* _EXERCISE DESCRIPTION_
Lay out the lines from the one containing "Place one point per instance of the roof" through the end of the records, inclusive, as a Markdown table with the columns Row and Line text. Number the rows in order and leave out blank lines.

[Start of MATERIAL FOR THE TASK]

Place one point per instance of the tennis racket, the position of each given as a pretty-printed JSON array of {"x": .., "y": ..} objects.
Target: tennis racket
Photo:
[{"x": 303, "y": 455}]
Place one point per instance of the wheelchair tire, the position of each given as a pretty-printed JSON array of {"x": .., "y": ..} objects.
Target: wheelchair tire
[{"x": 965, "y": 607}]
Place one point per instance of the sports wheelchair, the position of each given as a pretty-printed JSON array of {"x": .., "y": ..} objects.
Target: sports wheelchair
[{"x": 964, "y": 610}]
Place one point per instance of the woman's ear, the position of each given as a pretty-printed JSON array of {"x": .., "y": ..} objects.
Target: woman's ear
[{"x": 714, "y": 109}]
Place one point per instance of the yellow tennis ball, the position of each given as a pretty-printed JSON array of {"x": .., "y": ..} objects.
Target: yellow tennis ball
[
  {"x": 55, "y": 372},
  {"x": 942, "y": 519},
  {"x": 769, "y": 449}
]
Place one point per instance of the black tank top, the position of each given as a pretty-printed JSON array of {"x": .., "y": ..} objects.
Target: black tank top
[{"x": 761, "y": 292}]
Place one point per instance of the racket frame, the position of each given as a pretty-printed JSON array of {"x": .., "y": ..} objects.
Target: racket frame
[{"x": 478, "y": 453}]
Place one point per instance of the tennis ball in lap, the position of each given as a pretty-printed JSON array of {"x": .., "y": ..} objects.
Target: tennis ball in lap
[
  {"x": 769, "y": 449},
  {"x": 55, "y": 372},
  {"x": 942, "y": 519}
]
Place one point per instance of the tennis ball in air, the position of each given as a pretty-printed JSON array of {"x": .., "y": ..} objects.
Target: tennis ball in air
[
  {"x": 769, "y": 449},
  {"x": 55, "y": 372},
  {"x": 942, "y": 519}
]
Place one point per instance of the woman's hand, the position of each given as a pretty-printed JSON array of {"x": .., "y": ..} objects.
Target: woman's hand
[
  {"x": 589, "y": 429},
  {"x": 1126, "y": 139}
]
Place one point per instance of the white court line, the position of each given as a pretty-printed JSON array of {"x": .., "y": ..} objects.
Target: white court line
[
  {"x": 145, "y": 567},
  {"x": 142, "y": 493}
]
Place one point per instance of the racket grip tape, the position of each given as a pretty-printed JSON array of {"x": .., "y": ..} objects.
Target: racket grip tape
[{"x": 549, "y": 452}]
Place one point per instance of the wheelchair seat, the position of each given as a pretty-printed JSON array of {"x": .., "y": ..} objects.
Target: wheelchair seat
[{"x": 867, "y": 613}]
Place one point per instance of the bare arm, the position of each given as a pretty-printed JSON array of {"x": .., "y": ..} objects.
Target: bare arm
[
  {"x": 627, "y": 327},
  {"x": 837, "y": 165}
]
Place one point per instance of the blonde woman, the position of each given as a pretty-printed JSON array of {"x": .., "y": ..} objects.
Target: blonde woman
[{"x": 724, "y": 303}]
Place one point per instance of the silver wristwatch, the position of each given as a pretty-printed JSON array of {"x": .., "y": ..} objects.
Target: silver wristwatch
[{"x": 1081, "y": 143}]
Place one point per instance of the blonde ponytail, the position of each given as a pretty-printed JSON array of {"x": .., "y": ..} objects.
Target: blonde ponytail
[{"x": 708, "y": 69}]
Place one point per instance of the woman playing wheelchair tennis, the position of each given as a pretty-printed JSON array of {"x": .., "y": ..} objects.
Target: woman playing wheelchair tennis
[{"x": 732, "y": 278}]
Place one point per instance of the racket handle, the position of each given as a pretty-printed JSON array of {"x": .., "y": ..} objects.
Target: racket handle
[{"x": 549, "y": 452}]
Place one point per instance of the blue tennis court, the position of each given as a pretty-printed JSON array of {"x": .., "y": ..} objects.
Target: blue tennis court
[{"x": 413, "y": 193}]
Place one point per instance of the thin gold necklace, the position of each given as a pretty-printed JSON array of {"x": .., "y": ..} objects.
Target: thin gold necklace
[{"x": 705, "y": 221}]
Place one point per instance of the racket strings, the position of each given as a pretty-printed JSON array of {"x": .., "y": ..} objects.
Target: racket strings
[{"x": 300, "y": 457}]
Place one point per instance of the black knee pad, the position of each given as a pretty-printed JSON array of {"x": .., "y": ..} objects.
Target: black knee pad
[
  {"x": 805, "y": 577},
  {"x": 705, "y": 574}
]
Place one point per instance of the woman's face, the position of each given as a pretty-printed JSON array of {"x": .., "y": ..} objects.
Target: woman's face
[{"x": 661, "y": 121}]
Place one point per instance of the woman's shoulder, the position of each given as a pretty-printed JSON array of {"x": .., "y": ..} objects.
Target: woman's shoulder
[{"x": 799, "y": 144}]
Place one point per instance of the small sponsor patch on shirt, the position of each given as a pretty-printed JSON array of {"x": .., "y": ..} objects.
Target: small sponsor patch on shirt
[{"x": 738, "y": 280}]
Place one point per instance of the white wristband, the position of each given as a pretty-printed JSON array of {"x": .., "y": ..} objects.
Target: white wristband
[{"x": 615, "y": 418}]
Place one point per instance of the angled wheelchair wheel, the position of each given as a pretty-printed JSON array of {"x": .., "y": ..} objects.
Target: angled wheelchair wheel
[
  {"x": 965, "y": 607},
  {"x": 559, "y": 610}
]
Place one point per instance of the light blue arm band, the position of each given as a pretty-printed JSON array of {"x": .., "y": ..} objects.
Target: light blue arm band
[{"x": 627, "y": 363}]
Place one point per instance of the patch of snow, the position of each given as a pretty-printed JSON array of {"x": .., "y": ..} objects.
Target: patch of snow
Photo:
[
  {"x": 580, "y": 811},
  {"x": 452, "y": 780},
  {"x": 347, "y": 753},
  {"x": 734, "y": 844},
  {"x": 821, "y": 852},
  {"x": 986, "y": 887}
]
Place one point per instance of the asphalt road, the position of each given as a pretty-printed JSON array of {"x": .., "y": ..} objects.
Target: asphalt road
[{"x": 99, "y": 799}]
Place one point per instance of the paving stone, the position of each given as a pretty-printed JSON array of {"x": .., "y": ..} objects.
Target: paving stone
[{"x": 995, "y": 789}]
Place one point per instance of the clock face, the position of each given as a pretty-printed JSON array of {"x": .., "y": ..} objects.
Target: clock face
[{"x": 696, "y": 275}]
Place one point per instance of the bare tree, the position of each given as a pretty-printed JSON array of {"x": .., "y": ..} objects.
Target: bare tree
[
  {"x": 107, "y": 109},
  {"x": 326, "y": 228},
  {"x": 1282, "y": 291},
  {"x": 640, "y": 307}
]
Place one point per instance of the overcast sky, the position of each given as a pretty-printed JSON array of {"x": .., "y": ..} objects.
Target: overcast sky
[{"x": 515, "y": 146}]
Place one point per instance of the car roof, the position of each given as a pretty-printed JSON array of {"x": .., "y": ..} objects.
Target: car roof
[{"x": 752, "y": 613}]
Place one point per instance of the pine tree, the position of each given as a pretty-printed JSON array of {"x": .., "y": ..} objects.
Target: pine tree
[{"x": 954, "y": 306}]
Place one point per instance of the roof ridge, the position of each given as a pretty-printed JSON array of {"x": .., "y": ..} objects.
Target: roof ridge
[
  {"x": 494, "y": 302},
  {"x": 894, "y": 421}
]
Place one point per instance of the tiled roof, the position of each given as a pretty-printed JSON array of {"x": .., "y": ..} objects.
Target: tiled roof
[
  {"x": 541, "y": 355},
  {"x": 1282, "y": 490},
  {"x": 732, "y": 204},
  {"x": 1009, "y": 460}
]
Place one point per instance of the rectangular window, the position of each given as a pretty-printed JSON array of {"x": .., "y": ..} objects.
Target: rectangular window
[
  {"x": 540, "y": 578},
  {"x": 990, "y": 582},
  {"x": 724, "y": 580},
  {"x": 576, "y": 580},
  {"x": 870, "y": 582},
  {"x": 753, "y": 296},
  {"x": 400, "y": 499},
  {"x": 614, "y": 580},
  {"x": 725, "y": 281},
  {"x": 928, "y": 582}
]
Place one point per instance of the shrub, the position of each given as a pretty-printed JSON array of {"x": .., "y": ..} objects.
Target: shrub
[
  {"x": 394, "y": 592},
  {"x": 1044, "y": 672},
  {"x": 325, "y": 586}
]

[End of MATERIAL FOR THE TASK]

* _FINAL ANSWER_
| Row | Line text |
|---|---|
| 1 | Place one point per instance of the roof ridge, the position of each given as a pretty-printed JSON array of {"x": .., "y": ..} objects. |
| 2 | Target: roof ridge |
| 3 | [ |
| 4 |   {"x": 494, "y": 302}, |
| 5 |   {"x": 894, "y": 421} |
| 6 | ] |
| 7 | Place one point per instance of the tiled roof, the position of each given as a pretty-printed JSON array of {"x": .., "y": ..} objects. |
| 8 | Target: tiled roof |
| 9 | [ |
| 10 |   {"x": 541, "y": 355}, |
| 11 |   {"x": 1282, "y": 490}, |
| 12 |   {"x": 732, "y": 204}, |
| 13 |   {"x": 1009, "y": 460} |
| 14 | ] |
| 15 | Place one point per instance of the rectangular window, the position of each given as a pretty-printed JSON array of {"x": .., "y": ..} objects. |
| 16 | Target: rectangular window |
| 17 | [ |
| 18 |   {"x": 540, "y": 578}, |
| 19 |   {"x": 990, "y": 582}, |
| 20 |   {"x": 724, "y": 580}, |
| 21 |   {"x": 576, "y": 580}, |
| 22 |   {"x": 870, "y": 582}, |
| 23 |   {"x": 753, "y": 296}, |
| 24 |   {"x": 400, "y": 499}, |
| 25 |   {"x": 614, "y": 580}, |
| 26 |   {"x": 725, "y": 281}, |
| 27 |   {"x": 928, "y": 582} |
| 28 | ] |
| 29 | Place one point per instance of the shrub, the position of each given as a pretty-printed JSON array of {"x": .., "y": ..} objects. |
| 30 | Target: shrub |
| 31 | [ |
| 32 |   {"x": 394, "y": 592}, |
| 33 |   {"x": 1044, "y": 672}, |
| 34 |   {"x": 325, "y": 586} |
| 35 | ] |